### Records from an annotation dataset:
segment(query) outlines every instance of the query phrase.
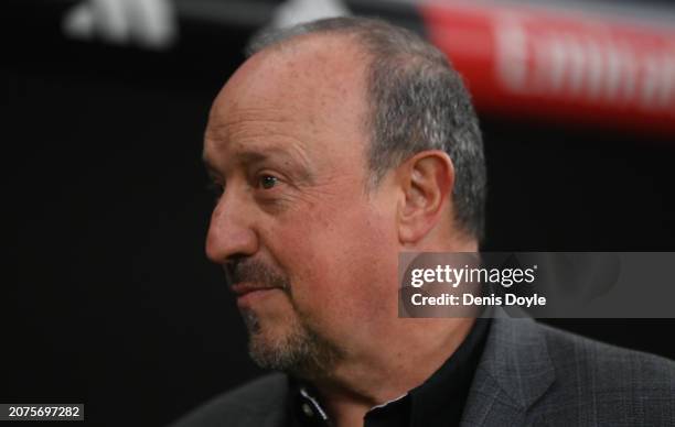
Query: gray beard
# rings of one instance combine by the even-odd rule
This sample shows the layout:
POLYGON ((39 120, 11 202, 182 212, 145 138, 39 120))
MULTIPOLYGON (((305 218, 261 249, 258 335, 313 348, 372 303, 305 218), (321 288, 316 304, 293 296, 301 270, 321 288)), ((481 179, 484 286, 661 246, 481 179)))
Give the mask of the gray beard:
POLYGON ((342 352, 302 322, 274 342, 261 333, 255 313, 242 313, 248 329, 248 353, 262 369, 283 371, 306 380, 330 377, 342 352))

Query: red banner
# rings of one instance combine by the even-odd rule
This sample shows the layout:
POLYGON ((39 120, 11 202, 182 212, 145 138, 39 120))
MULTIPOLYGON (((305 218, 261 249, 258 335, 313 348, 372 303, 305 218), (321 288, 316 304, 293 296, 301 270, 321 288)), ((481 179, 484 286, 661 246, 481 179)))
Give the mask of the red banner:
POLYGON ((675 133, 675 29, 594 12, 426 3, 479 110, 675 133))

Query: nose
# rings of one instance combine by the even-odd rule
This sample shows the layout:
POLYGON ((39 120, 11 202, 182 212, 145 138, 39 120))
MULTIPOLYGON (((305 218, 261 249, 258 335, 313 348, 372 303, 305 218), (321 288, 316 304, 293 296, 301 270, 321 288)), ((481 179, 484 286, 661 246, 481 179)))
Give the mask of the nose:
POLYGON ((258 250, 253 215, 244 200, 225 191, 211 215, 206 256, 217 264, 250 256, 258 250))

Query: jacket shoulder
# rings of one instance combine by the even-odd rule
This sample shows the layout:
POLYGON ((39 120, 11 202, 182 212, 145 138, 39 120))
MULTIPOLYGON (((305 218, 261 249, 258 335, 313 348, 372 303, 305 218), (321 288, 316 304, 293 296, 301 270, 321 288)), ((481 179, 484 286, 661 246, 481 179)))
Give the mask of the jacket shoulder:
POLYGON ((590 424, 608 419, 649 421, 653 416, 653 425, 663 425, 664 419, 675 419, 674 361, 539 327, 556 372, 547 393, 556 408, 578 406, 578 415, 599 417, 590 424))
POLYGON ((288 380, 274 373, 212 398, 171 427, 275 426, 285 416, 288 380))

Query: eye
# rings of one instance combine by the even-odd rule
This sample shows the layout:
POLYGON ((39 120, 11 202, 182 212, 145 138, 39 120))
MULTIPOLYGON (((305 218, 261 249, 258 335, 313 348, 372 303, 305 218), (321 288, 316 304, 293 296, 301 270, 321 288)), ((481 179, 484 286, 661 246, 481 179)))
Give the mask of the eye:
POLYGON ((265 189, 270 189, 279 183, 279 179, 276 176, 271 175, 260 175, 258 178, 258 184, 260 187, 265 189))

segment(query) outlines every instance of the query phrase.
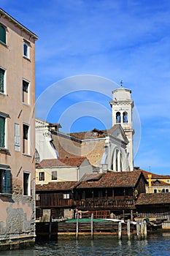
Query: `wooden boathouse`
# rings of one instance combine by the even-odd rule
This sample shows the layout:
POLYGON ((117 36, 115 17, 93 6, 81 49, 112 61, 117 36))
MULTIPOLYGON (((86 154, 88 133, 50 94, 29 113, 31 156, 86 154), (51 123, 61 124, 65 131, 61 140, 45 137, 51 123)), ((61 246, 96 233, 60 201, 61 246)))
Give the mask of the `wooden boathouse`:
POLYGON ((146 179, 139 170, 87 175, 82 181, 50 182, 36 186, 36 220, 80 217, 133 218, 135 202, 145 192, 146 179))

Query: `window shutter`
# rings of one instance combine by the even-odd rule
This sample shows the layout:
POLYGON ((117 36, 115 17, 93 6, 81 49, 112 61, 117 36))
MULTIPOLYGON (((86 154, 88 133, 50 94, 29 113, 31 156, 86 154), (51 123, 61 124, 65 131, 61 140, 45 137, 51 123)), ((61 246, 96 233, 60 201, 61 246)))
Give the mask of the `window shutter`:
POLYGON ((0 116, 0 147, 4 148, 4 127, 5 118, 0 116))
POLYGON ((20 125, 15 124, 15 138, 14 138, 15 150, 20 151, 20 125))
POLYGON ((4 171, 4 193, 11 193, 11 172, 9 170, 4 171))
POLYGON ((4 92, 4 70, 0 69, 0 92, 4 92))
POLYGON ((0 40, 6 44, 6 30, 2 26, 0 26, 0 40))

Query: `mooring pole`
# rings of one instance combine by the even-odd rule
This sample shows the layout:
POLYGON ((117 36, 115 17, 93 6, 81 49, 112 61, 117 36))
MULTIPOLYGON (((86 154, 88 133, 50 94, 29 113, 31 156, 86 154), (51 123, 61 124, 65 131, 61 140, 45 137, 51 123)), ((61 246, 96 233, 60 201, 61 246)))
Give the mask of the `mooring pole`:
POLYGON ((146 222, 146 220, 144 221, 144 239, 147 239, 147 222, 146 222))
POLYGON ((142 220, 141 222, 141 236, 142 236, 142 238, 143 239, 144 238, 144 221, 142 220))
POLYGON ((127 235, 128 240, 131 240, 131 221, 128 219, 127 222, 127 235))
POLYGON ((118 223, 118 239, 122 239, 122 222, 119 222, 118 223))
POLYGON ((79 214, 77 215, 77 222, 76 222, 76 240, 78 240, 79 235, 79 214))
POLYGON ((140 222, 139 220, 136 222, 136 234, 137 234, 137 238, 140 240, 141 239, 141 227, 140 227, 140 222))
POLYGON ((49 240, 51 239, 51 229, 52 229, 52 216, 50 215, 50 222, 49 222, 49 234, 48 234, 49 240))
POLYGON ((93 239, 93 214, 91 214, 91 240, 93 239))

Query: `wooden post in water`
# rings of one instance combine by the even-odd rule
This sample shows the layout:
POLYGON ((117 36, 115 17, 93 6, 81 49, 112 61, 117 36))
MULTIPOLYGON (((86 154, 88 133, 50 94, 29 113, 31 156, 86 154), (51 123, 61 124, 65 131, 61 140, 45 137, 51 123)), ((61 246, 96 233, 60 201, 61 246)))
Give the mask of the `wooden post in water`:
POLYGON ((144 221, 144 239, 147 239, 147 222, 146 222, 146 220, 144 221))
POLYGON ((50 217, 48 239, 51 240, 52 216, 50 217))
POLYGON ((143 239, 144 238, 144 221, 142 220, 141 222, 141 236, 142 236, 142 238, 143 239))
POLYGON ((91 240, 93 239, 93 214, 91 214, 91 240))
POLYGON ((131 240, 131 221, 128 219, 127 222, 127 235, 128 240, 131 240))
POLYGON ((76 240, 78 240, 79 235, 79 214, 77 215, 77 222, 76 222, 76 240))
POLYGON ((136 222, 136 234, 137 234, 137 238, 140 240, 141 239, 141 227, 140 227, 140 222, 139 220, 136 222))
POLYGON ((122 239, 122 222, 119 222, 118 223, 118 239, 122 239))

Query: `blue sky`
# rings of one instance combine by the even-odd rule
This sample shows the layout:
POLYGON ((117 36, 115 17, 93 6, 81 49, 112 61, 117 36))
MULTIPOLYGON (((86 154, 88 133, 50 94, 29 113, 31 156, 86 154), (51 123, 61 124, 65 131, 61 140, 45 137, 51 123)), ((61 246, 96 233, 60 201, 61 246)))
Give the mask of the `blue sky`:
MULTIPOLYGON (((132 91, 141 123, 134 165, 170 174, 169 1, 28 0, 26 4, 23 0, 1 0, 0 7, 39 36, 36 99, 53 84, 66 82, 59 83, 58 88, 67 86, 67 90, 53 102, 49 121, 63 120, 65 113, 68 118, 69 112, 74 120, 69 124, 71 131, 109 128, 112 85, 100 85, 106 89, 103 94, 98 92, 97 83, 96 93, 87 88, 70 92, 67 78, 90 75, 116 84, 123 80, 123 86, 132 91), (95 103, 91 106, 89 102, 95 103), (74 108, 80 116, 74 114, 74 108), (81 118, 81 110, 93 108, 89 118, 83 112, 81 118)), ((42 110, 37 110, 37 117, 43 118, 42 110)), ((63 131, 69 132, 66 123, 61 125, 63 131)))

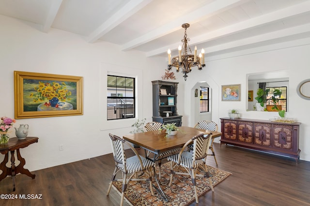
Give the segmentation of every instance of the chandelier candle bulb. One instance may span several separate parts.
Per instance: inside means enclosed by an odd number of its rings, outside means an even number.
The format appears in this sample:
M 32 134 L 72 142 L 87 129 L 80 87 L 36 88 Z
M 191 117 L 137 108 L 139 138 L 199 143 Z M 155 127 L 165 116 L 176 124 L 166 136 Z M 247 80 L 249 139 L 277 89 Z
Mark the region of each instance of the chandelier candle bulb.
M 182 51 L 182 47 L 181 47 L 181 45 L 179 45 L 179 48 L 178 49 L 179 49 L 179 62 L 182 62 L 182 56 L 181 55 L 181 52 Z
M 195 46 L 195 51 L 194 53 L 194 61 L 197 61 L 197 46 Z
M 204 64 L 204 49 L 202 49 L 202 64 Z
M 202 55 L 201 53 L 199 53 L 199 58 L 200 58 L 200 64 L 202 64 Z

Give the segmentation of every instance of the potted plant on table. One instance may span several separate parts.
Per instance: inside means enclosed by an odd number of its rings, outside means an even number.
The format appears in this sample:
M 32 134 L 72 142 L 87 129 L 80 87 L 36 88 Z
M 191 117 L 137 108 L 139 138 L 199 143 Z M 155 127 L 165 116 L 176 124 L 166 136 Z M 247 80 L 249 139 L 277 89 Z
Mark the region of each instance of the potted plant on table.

### SET PROBLEM:
Find every line in the data above that contains the word "each", and copy all of those lines. Letter case matters.

### SOLUTION TO THIS PROBLEM:
Mark the region of each instance of the chandelier candle bulb.
Mark the region of each instance of the potted plant on table.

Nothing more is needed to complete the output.